§ Supplied passage
____________

As I understand it, 'argument' is also core to the practice of Talmudic studies in Judaism, which I suppose could lead to experiments like the above, or at least the development of formal logic. To use von Neumann as an example, if he had not been a scientist in an era where the Jews of Hungary were integrating into wider society (see Scott Alexander's post on the contribution of this group to modernity), he would have (maybe he was? I don't know) made an amazing scholar of the Talmud--he could repeat verbatim everything he had ever read and was an absolute master of reasoning.

Could the insanity of European religious conflict have led directly to the development of modern science? I don't have an answer, or sources, but maybe the idea is interesting.

Worth a re-read. This is a humble, but extensive look at an interesting question, and a good model for future inquiry.

This (especially Huff) seems like a very fine-grained question, as if you already know the answers to coarser questions, like why not Rome or the Song dynasty or Roger Bacon? If you see history as a long arc of progress with China a little ahead, then it is natural to ask what happened at the end, a sudden sprint or a stumble. But do you understand history well enough to justify such a question?

History is not monotone. There are definite dips, such as the Western Dark Ages and the chaos between Chinese dynasties. But is each dynasty better than the last? You should try to plot a rough curve, rather than asking the binary of science being invented or not. Trying to explain more bits of information is usually easier.

Progress is not uni-dimensional. The Song was the most commercial dynasty. But should we expect it to be the most scientific? People usually say that the Greeks were better at science, the Romans at engineering. Instead of asking why China failed to progress, ask why Roman regressed, without the obvious cause of a collapse. How is uneven progress possible?

Chinese, and Northern East Asian's in general, tend to have fewer geniuses. Europeans have a lower average IQ than NE Asian's, but the tail end on the right side of the bell curve extends further out-- Europeans have more geniuses.

Explosive technological progress is entirely dependent on having a critical mass of geniuses. It's really that simple. Below average people, average people, even very bright people, don't event technologies that create a paradigm shift(to use the cliche).

Those with an outlier IQ-- high abstract reasoning, but also high creativity, a sort of autistic, maverick attitude, are the ones who make earth shattering technologies and discoveries. The spirit of independentness may also be a factor in the gap between East and West. NE Asian's might lack psychological traits of independeness and high creativity. Ot at least they may lack them to the degree that Europeans have them.

The European gene pool seems to have reached the peak of this genius sometime in the later 19th century and has been slowly declining since then. This explains the deceleration of progress.

holy citation needed batman! among other serious issues with this perspective, variance in capability has many input factors; while genetics is involved, memetics and material circumstances also make a significant difference - guns, germs, and steel all can serve to amplify or reduce effective intelligence. society has been on a 12k-year energy availability growth process since the start of farming, and there have been many variations on the way - I don't deny that there may be genetic differences. but I don't think we can even conclude there's been a deceleration in overall rate of insight with the deceleration in generally useful insight.

my view is that almost any human brain is theoretically capable of strong generalization and genius, given training data tuned for that human's learning capabilities. which means that memetic contribution by a smart person can make everyone who encounters their knowledge smarter, and can lead to future contributors producing even more enlightening knowledge - though there's no guarantee that new things retain all benefits of old things, the highest usefulness knowledge generally overrepresents new insights about how to better encode old knowledge. and as a result, it's very hard to conclude anything specific about genetics.

____________

§ Data listing
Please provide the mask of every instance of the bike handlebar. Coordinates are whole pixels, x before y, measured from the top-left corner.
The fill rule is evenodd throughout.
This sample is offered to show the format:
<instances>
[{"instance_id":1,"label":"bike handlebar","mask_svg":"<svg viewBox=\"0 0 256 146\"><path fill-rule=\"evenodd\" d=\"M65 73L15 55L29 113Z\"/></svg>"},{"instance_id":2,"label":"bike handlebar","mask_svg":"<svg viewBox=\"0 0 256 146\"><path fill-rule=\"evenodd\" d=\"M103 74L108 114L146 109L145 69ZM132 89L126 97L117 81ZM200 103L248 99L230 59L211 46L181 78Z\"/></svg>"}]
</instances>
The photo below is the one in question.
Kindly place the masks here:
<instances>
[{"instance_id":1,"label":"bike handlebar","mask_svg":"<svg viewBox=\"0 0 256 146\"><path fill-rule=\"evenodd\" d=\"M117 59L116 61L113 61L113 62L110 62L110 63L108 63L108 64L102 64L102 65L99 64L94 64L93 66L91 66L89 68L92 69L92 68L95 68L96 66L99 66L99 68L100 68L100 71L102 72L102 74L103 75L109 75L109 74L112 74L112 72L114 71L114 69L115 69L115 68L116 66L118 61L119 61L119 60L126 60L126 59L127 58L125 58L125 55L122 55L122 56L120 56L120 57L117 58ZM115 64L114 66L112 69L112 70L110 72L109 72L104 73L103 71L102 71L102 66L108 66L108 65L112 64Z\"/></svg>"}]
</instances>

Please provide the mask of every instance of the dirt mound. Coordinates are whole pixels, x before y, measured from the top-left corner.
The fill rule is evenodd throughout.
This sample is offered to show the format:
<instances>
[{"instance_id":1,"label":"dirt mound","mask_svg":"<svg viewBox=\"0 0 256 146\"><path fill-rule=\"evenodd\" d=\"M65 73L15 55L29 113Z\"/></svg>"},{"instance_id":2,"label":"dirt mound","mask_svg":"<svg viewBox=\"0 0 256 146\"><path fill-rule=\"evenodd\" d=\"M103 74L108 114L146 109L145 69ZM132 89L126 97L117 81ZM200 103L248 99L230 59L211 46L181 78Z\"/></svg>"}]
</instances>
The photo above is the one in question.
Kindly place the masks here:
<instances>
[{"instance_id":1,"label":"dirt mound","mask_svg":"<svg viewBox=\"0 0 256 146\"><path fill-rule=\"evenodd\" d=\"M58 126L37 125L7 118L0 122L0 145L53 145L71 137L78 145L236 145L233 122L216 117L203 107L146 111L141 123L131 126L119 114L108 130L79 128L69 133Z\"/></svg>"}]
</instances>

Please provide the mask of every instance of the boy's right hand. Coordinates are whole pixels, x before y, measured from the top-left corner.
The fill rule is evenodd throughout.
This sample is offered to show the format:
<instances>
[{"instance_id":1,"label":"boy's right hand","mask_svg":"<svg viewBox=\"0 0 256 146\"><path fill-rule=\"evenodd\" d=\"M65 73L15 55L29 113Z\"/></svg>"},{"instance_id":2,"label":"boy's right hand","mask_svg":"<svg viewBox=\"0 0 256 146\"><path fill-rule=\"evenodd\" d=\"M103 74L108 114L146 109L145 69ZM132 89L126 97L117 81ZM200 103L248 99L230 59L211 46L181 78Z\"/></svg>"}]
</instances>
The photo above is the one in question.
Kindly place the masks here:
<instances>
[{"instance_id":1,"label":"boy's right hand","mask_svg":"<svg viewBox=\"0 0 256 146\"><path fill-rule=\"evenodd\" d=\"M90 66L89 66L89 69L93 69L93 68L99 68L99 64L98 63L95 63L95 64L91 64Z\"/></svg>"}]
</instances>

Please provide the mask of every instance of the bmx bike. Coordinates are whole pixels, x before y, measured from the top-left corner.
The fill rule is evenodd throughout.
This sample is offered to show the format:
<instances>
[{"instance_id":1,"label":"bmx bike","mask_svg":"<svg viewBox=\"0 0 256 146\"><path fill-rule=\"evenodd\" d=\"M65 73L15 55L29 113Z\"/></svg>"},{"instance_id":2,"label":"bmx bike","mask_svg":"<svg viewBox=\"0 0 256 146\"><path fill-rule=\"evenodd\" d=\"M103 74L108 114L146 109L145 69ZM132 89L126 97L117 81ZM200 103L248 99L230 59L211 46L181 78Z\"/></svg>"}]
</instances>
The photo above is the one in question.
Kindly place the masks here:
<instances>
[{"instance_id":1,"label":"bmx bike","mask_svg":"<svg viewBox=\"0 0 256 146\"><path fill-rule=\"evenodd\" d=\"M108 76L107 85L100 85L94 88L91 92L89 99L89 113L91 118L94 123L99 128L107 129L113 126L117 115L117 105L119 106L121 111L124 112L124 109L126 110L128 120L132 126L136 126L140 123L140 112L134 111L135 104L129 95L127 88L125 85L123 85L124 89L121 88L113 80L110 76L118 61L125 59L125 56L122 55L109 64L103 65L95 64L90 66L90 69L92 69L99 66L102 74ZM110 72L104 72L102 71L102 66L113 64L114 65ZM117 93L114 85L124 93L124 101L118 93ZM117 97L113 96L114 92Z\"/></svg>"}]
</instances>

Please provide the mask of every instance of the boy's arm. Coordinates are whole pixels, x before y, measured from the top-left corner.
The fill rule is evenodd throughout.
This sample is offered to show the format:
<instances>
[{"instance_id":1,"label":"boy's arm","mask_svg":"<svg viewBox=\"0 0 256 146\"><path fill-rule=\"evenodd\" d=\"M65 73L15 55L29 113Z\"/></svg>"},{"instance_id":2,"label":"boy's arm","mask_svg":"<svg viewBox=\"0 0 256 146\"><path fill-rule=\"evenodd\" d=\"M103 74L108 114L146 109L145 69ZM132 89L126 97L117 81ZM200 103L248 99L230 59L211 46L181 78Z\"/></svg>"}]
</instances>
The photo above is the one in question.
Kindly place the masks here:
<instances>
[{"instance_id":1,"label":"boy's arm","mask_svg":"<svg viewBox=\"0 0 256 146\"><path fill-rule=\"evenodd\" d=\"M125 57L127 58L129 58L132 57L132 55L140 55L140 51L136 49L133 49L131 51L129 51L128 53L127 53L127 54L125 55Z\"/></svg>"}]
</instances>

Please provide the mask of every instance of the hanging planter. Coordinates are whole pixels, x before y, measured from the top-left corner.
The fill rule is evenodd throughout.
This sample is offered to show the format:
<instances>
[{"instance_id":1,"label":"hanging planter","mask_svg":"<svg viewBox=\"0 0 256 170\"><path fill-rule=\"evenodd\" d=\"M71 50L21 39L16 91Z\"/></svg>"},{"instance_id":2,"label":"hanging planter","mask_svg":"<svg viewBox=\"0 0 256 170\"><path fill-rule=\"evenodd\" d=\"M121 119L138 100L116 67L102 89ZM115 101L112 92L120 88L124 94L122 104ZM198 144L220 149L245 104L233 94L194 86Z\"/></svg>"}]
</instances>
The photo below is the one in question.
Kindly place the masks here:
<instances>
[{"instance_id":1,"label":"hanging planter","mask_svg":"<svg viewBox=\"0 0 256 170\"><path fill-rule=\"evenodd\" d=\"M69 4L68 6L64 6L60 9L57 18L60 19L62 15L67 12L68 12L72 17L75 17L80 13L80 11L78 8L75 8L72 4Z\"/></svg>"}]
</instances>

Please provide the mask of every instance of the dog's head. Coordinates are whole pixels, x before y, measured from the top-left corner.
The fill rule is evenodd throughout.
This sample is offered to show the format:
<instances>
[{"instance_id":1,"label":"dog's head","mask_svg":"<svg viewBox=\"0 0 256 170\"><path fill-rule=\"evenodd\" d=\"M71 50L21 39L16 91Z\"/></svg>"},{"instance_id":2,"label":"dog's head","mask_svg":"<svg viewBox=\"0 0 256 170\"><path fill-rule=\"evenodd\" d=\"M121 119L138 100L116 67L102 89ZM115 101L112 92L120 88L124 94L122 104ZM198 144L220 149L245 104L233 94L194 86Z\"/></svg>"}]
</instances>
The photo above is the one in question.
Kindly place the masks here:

____________

§ Set of tasks
- a) In the discussion, which dynasty is called the most commercial?
- b) Transcribe the discussion between "History is not" and "uneven progress possible?", inclusive.
The lines after the discussion play no part in this.

§ Per-task answers
- a) The Song dynasty.

- b)
History is not monotone. There are definite dips, such as the Western Dark Ages and the chaos between Chinese dynasties. But is each dynasty better than the last? You should try to plot a rough curve, rather than asking the binary of science being invented or not. Trying to explain more bits of information is usually easier.

Progress is not uni-dimensional. The Song was the most commercial dynasty. But should we expect it to be the most scientific? People usually say that the Greeks were better at science, the Romans at engineering. Instead of asking why China failed to progress, ask why Roman regressed, without the obvious cause of a collapse. How is uneven progress possible?